[Stored entries]
┄┄┄┄┄┄┄┄┄┄┄┄┄┄┄┄┄┄┄┄
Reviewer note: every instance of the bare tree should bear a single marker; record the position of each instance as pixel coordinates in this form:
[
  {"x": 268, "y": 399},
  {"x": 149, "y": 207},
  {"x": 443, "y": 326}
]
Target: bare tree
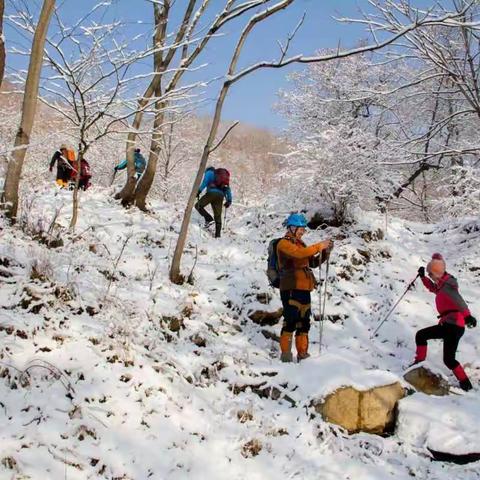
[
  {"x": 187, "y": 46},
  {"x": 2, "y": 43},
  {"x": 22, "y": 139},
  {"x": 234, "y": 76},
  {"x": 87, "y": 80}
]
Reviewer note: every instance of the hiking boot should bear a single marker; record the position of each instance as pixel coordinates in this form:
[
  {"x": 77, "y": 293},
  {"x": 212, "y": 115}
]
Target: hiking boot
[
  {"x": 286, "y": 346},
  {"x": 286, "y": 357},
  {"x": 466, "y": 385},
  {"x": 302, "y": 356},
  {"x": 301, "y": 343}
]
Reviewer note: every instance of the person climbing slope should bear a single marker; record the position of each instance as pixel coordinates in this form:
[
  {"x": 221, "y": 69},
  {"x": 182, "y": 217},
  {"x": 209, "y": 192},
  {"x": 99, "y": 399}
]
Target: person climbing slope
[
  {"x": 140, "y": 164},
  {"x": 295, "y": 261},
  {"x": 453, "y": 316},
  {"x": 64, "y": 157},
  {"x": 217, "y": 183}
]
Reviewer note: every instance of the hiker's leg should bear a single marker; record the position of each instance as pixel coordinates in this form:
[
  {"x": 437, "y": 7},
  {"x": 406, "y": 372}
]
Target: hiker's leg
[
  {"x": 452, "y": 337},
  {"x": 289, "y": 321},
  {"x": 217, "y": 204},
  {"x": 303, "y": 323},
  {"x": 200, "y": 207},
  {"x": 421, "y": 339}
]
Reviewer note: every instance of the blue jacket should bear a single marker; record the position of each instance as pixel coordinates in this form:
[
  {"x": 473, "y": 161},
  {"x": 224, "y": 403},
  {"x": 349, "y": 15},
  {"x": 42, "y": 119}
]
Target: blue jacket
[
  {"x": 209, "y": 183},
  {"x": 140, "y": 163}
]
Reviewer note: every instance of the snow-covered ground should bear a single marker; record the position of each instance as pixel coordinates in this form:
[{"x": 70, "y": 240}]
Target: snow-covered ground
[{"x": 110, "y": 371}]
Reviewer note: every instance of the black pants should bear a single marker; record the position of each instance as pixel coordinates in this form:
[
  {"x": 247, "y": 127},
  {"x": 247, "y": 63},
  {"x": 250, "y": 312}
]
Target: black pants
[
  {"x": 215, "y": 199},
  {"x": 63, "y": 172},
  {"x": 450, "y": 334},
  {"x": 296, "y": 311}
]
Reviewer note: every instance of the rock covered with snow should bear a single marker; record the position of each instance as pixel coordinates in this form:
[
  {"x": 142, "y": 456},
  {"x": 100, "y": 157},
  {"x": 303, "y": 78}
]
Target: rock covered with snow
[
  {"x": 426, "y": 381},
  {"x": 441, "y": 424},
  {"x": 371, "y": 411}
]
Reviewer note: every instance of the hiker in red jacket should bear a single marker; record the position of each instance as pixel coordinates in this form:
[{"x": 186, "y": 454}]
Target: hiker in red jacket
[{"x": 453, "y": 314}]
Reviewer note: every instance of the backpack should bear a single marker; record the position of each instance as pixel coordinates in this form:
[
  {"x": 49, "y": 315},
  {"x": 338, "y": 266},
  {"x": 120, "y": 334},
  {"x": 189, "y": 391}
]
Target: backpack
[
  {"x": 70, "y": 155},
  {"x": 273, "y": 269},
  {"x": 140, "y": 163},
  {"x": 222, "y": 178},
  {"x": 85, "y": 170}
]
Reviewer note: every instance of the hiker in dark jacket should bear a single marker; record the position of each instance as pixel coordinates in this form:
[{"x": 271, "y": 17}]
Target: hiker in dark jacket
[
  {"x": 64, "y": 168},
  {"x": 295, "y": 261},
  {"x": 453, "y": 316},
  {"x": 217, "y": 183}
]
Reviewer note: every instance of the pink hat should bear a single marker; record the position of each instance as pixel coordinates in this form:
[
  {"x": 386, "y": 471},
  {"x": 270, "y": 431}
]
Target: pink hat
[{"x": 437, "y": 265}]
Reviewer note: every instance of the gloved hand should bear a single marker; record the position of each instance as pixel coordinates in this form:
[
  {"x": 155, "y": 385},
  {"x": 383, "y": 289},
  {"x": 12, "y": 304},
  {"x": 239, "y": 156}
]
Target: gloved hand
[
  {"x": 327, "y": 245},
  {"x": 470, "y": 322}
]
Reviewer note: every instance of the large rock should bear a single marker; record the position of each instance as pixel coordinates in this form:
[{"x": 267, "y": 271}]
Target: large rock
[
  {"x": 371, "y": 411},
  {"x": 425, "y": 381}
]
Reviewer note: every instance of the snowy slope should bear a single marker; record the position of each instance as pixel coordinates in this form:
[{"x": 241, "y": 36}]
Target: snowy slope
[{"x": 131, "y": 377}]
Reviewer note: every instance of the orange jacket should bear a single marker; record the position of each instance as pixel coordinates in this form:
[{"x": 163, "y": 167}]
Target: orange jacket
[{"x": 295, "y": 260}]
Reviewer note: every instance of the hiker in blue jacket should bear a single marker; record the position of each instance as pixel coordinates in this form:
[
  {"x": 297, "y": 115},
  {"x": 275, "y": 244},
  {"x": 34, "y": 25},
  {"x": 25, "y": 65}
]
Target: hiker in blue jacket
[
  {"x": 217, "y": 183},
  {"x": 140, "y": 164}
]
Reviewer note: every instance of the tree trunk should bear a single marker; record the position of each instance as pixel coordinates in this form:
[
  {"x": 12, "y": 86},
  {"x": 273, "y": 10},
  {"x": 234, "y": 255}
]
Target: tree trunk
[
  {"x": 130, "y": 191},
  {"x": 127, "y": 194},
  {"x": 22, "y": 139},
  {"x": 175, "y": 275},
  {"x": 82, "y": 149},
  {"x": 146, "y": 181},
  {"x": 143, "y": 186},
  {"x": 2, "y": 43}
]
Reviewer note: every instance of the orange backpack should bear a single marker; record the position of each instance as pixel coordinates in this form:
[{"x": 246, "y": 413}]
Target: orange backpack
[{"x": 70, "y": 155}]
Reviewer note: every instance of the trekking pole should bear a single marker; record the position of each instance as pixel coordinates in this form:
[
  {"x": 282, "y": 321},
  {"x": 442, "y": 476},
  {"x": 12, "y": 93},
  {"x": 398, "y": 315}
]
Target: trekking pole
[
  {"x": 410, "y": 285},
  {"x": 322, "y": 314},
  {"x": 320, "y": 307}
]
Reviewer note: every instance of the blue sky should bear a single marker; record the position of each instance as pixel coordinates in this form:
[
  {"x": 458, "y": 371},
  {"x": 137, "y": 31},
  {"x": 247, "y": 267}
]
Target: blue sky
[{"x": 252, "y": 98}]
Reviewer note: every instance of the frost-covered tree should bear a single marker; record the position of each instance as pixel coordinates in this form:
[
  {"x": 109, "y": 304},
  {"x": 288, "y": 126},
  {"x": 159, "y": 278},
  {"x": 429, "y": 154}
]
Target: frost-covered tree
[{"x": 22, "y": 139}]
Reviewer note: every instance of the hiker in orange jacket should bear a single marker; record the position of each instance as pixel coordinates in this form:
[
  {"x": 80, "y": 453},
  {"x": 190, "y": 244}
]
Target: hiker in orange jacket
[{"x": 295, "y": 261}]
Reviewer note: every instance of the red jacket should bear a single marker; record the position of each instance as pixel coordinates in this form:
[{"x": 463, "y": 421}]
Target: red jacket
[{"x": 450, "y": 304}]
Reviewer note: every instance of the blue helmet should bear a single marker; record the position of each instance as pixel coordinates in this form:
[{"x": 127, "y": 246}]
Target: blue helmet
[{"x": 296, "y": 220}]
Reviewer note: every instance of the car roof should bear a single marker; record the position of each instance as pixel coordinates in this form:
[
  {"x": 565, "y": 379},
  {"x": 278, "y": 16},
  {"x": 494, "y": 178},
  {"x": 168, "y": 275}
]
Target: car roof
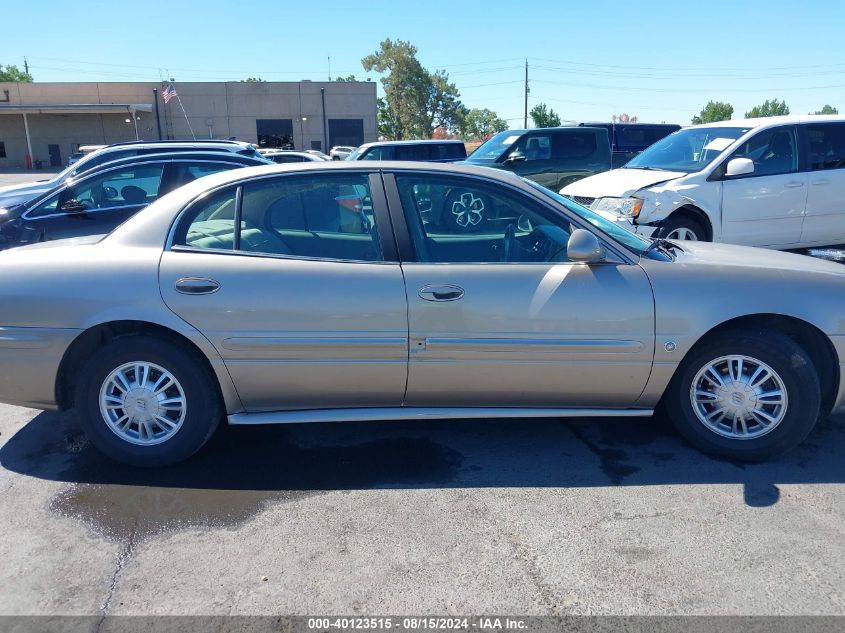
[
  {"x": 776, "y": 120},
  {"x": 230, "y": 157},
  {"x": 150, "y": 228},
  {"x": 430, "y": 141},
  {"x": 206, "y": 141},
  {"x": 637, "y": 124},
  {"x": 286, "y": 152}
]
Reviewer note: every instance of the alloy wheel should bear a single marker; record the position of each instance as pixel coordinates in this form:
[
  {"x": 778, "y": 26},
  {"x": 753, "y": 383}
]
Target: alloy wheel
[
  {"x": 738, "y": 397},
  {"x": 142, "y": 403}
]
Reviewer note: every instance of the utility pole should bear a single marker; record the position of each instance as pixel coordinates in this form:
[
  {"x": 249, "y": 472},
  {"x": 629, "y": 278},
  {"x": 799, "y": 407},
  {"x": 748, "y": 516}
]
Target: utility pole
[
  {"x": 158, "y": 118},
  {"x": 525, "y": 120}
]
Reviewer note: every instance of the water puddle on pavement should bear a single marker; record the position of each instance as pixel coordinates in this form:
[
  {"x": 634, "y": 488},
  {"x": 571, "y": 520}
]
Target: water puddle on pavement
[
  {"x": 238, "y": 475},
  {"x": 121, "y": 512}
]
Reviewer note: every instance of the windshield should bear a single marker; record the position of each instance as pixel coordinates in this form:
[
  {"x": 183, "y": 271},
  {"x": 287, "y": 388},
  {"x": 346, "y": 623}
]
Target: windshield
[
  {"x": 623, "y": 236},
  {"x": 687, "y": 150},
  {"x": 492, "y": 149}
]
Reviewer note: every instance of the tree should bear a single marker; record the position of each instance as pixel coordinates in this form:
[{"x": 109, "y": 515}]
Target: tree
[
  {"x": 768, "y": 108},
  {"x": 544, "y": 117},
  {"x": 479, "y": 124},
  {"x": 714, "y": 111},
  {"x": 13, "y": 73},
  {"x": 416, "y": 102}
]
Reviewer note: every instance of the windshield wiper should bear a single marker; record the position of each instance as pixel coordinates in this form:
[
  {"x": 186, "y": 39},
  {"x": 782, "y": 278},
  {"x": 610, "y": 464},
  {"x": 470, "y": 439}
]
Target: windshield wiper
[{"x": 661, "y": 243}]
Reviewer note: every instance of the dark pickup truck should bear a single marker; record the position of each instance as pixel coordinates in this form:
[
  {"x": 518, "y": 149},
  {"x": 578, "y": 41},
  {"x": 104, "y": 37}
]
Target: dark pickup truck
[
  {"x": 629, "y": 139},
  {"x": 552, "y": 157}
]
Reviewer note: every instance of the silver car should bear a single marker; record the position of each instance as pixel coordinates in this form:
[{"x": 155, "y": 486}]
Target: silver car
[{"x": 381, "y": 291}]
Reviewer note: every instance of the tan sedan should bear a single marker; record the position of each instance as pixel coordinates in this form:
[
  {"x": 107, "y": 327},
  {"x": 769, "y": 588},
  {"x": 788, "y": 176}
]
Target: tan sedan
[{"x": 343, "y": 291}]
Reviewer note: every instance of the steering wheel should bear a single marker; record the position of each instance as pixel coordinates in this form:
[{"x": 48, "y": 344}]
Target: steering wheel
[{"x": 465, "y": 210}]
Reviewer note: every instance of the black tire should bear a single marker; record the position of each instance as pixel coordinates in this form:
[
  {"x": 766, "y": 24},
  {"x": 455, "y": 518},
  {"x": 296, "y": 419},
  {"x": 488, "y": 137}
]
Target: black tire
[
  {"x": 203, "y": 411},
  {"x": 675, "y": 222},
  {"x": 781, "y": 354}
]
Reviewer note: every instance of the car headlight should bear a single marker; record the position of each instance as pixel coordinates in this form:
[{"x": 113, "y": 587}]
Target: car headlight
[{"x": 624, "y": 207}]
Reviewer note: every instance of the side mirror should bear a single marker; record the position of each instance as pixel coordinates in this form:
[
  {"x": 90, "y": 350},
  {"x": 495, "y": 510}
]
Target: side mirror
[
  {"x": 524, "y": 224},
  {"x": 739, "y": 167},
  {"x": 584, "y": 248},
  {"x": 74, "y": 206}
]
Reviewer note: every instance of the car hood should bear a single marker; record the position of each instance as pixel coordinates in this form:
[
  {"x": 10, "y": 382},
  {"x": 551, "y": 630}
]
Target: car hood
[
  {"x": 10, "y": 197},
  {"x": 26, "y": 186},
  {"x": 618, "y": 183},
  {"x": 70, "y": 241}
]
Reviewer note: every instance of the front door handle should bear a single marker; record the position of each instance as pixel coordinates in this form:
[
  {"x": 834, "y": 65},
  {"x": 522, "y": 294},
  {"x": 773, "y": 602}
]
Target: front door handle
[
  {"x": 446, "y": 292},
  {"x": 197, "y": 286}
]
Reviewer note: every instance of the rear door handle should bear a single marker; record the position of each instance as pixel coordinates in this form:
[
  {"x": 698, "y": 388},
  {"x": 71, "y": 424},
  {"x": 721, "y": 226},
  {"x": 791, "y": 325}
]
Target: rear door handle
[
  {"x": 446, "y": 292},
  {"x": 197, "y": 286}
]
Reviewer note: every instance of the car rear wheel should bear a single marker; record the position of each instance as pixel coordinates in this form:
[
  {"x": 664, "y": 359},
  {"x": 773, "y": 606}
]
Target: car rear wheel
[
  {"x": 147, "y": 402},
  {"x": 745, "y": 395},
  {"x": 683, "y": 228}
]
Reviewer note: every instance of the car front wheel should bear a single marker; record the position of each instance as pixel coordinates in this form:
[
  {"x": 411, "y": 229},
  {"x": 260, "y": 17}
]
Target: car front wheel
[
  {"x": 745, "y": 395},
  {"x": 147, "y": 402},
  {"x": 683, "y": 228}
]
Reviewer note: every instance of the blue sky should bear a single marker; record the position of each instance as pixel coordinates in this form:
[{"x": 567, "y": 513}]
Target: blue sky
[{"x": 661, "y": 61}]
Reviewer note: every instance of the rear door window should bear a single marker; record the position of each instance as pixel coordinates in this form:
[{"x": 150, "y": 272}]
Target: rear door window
┄┄┄┄┄┄┄┄┄┄┄┄┄┄┄┄┄┄┄┄
- TASK DIRECTIONS -
Reproduce verbatim the stretch of the data from the line containing "Reviewer note: every instance of the rear door window" through the end of the data, both ends included.

- COMPLETED EXERCISE -
Reviewer note: every instance of the rear door window should bear a single marker; record the position of each instance as pixel coordinates in this form:
[{"x": 150, "y": 272}]
Target: rear door window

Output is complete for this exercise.